#### STATED GOAL 1
Rewrite the forum thread from "If your man" to "you into anything!", changing "move on" to "walk away".
#### STATED GOAL 2
Answer these questions about the forum thread:
(a) How long had sda and the man dated before he proposed?
(b) In her first post, for about how long does sda say she has managed to be "straight"?
(c) Whose responses does sda say she likes in her later post?
#### STATED GOAL 3
List every username that heads a post in the forum thread, other than sda.

#### SOURCE EXCERPT
>>>
# Help me from a man's perspective.



## sda (Jun 15, 2013)

If possible, please don't read my other post. Pretend all you know is this: I was obviously doing everything right. We dated for 6 months and I never expected that a month after he asked me what kind of ring shape I liked he would propose! I moved in with him right after and then things took a turn for the worse. I actually wanted to wait to set a wedding date. He wanted to get married asap and I thought I hurt his feelings so we agreed on a compromise. However, I got stressed out trying to find the right dress, make plans etc. plus because i lived with him my commute became KILLER. So one day….I had a massive breakdown. After that episode he went back and forth for about two weeks deciding on postponing or not. I begged him not to. He did it.
In an 8 month period since then I became a nag. He never re-established a wedding date. Wow! I was the one who wasn't in a rush and then it flipped! I became resentful. I constantly asked him when we were getting married. I packed my bags. He called my bluff…and I really wasn't ready to leave. I've hit him with pillows. I became the OPPOSITE of what he fell in love with. Anyway…I have managed to be "straight" for about 3 weeks now. I just mustered it up and snapped out of it. Now I have a true resolve. So my question for you is this, even though we already got to the engaged state, do you think you have advice will work if I implement it and act like we were never engaged to begin with? What I'm talking about are tactics, "rules"..things I can actively and consciously do to inspire him to get married to me again. The ***** of this is..I was totally myself to begin with and in no rush to get married and now he and I are in the opposite places. If you reply, I thank you SO MUCH for taking the time to do so! Have a great day.


----------



## Mr Blunt (Jul 18, 2012)

He was not convinced that you wanted him and loved him 100%. He called off the wedding and you became resentful and a nag. You tried force by packing your bags but it was a bluff, backfired, and he called you on it.

*You are going to have to build yourself up so that you can get to the point that you can let him go if that is what he wants.* No more resentment, no more nagging, no more bluffs, you just have to get stronger within yourself and treat him and yourself with tons of respect.

This is no guarantee but a good man always respects a woman that has good self esteem and self respect, committed and decisive, is kind, caring, and will not suck the emotional life out of a man.

* If this is a good man and he really had deep affection for you he will respond to you if you are what I described above*


----------



## Deejo (May 20, 2008)

Focus on getting your relationship right rather than focusing on getting married.

Marriage does not, will not and cannot improve a relationship that isn't already robust, loving and healthy.


----------



## Hicks (Jan 14, 2011)

If your man does not want to marry you, move on.


----------



## chillymorn (Aug 11, 2010)

yep, put this one to bed.

start by moving out and being yourself again.

make sure you create healthy boundries in your next relationship. don't let anybody rush you into anything!


----------



## arked (Mar 2, 2013)

I say move on this does not sound like anything healthy.


----------



## harrybrown (May 22, 2013)

Now that the relationship is settling down, talk to him and see if he wants to stay engaged or if he wants to break up. Then you could see if you are wasting your time or if you can improve the relationship.


----------



## sda (Jun 15, 2013)

Thanks everyone for replies…I like mrblunt and harrybrown responses, because since I actually want to make this work..they seem constructive. It's been almost a solid month of me being super serene, calm, loving, taking good care of him, minding my own life and not bothering him and he seems to be responding well and warming up to me. So I need to make sure I never lose my **** again and just keep it up right. I mean to "erase" my crazy behavior over the period of months that I made him suffer through…this will take at least that much time of investment on my part right?


----------



## Jellybeans (Mar 8, 2011)

Deejo said:


> Focus on getting your relationship right rather than focusing on getting married.
> 
> Marriage does not, will not and cannot improve a relationship that isn't already robust, loving and healthy.


:iagree::iagree::iagree:


----------
<<<
#### RECORD EXCERPTS
>>>
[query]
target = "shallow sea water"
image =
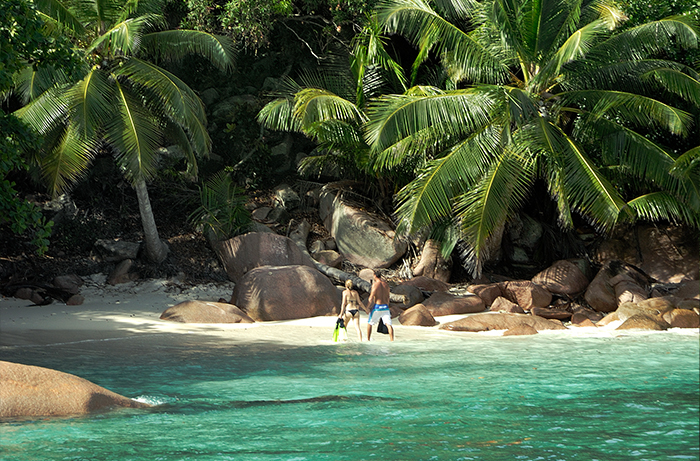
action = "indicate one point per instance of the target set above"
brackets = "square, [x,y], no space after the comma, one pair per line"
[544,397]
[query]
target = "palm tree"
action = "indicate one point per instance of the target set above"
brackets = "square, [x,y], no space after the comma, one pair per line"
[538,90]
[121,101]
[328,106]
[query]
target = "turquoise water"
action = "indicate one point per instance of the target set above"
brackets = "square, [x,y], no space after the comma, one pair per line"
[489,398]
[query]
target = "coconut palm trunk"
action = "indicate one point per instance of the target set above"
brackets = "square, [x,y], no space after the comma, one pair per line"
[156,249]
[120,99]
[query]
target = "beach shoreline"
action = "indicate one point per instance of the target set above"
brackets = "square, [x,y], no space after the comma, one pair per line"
<<<
#### TASK OUTPUT 1
If your man does not want to marry you, walk away.


----------



## chillymorn (Aug 11, 2010)

yep, put this one to bed.

start by moving out and being yourself again.

make sure you create healthy boundries in your next relationship. don't let anybody rush you into anything!

#### TASK OUTPUT 2
(a) 6 months
(b) About 3 weeks
(c) Mr Blunt's and harrybrown's

#### TASK OUTPUT 3
Mr Blunt
Deejo
Hicks
chillymorn
arked
harrybrown
Jellybeans